Far from adding anything new, this requirement in the TPP merely repeats well understood concepts. In the common law provinces throughout Canada, the foundation for protecting trade secrets is sui generis and rests, in part, on the traditional jurisdictional bases of contract, equity and property to enforce the policy of the law that confidences be respected.[1] Canadian laws that protect trade secrets and other confidential information already fully comply with the TPP’s requirements for civil law protection of trade secrets.[2]

Contrary to the suggestions of Prof. Breznitz, the TPP obligations:

  • do not require protection of information that is publically available;
  • do not prevent the use of general skills and knowledge of employees or inhibit the use of this information for new employers;
  • limit the scope of the obligations to those historically justified under Canadian law; and
  • do not create any new risks that would hinder innovation or entrepreneurship.

In fact, far from stifling innovation, the policies behind protection of industrial trade secrets reflected in the treaty would both encourage invention and maintain standards of commercial ethics, good faith, and honest and fair dealing.[3]

Prof. Breznitz’s second assertion is that the TPP’s requirement for criminal sanctions poses great risks.

It is even harder to divine why Prof. Breznitz has any concerns about this aspect of the TPP. The actual requirements of the treaty, which he never refers to, gives parties a choice of providing criminal sanctions for 1 out of 3 types of offenses listed in paragraph 2 of Article 18.78 and then further limits the availability of criminal procedures to 1 out of 5 cases listed in paragraph 3 of Article 18.78. The implementation choices are depicted in the table below.

Types of offenses (Para 2)

Must protect at least one of the following:

(a) the unauthorised and wilful access to a trade secret held in a computer;

(b) the unauthorised and wilful misappropriation (or unlawful acquisition) of a trade secret, including by means of a computer system; or

(c) the fraudulent disclosure, or alternatively, the unauthorised and willful disclosure, of a trade secret, including by means of a computer system.

Cases in which the offenses must apply (Para 3)

Permits the parties to limit the availability of its criminal procedures, or limit the level of penalties available, to one or more of the following cases in which:

(a) the acts are for the purposes of commercial advantage or financial gain;

(b) the acts are related to a product or service in national or international commerce;

(c) the acts are intended to injure the owner of such trade secret;

(d) the acts are directed by or for the benefit of or in association with a foreign economic entity; or

(e) the acts are detrimental to a Party’s economic interests, international relations, or national defence or national security.

It is hard to conceive why Prof. Breznitz believes that these requirements would pose any chill or any economic costs to Canada, let alone costs that could negate “any positive benefits that the TPP might bring”.

For example, it is hard to argue that state sponsored computer hacking to steal trade secrets of Canadian businesses should not be illegal. It is even harder to understand how such a law could impede any legitimate Canadian business, or prevent Canadians from developing new and innovative products or services. Not surprisingly, this type of activity is already a crime (Economic Espionage) under Section 19 of the Security of Information Act (Canada).

▶ _Set of tasks_:
a: List the five cases in paragraph 3 of Article 18.78 to which the commentary on the TPP's trade secret provisions says parties may limit their criminal procedures.
b: In one to three sentences, explain why the commentary on the TPP's trade secret provisions finds Prof. Breznitz's worry about criminal sanctions hard to understand.
c: Carry on the commentary on the TPP's trade secret provisions, picking up after its final sentence.

▶ _Source excerpt_:
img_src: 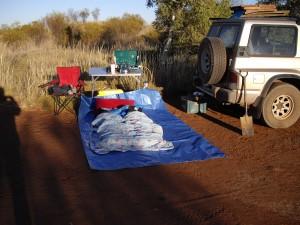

▶ _Answers for this exercise_:
a:
1. The acts are for the purposes of commercial advantage or financial gain.
2. The acts are related to a product or service in national or international commerce.
3. The acts are intended to injure the owner of the trade secret.
4. The acts are directed by or for the benefit of or in association with a foreign economic entity.
5. The acts are detrimental to a Party's economic interests, international relations, or national defence or national security.

b: The treaty only requires parties to provide criminal sanctions for one of the three types of offenses listed in paragraph 2 of Article 18.78. It also lets them limit criminal procedures to one of the five cases listed in paragraph 3. The author adds that outlawing conduct such as state-sponsored hacking to steal trade secrets would not impede legitimate Canadian business, and that such conduct is already a crime under Section 19 of the Security of Information Act.

c:
By way of further example, it seems quite sensible to criminalize computer hacking (the unauthorized and wilful access to data in a computer) for commercial advantage or financial gain or where the acts are detrimental to Canada’s economic interests, international relations, or national defence or national security. Not surprisingly, the Criminal Code already has offenses that address certain forms of computer hacking (s.342.1) and mischief in relation to data (s.430).

Prof. Breznitz criticizes the TPP trade secret provisions claiming that “rather than modernize intellectual property rights for the 21st century, the TPP authors appear keen to return us to the era of 19th-century trade secrets”. He is right that the protection of industrial trade secrets has a long lineage going back more than a century. However, computer hacking for the purpose of accessing and misappropriating trade secrets by state and state sponsored and organized crime and by other hackers has become one of the 21st century major economic threats which needs to be aggressively countered. This has been recognized by Canadian authorities and is an important component of Canada’s Cyber Security Strategy and the just announced RCMP Cybercrime Strategy. Part of this modernization should include re-examining our laws including criminal laws to ensure they adequately address the new and extremely serious cyber-security threats that all Canadians face.

Dan Breznitz is a professor at the Munk School of Global Affairs at the University of Toronto. It is not surprising, therefore, that when he publishes an editorial about a topic as important as the TPP in one of Canada’s national newspapers, it will be widely read and commented on. Not surprisingly, Glyn Moody published an article on Techdirt, TPP’s Forgotten Danger: Stronger Trade Secrets Protection, With Criminal Penalties For Infringement in which he quotes at length from Prof. Breznitz’s article. Then after quoting from the passages in which the professor predicts widespread innovation chills as a result of the TPP’s trade secret provisions he concludes by saying:

That’s a bold claim, but, if true, suggests that TPP could be an extremely bad deal for the US. At the very least, it deserves some serious research to investigate the issue

Prof. Breznitz’s claims are not factually true for Canada (for the reasons given above) and are not accurate for the U.S. either. The U.S., like Canada, is a member of the TRIPs Agreement and is a partner in NAFA. Both these international instruments contain substantially identical civil law obligations to protect trade secrets. The TPP’s civil law obligations thus add nothing new to existing U.S. international obligations. The U.S. also protects trade secrets using both the common law and statutory law and already has state and federal criminal laws that address trade secret theft.[4]

Other claims made by Prof. Breznitz

Prof. Breznitz’s article also makes vague claims about other aspects of the intellectual property chapter of the treaty. He does so giving no specifics, but his assertions relate to certain patent and copyright aspects of the treaty. Claims that these portions of the treaty are problematic have been thoroughly disputed including in the following articles:

________________________

[1] Cadbury Schweppes In. v. FBI Foods Ltd., [1999] 1 S.C.R. 142, LAC Minerals Ltd. v. International Corona Resources Ltd. (1989), 26 C.P.R. (3d) 97 (S.C.C.), Merck Frosst Canada Ltd. v. Canada (Health), 2012 SCC 3. In Quebec, see, Matrox Electronic Systems Ltd. v. Gaudreau, [1993] R.J.Q. 2449 (C.S.).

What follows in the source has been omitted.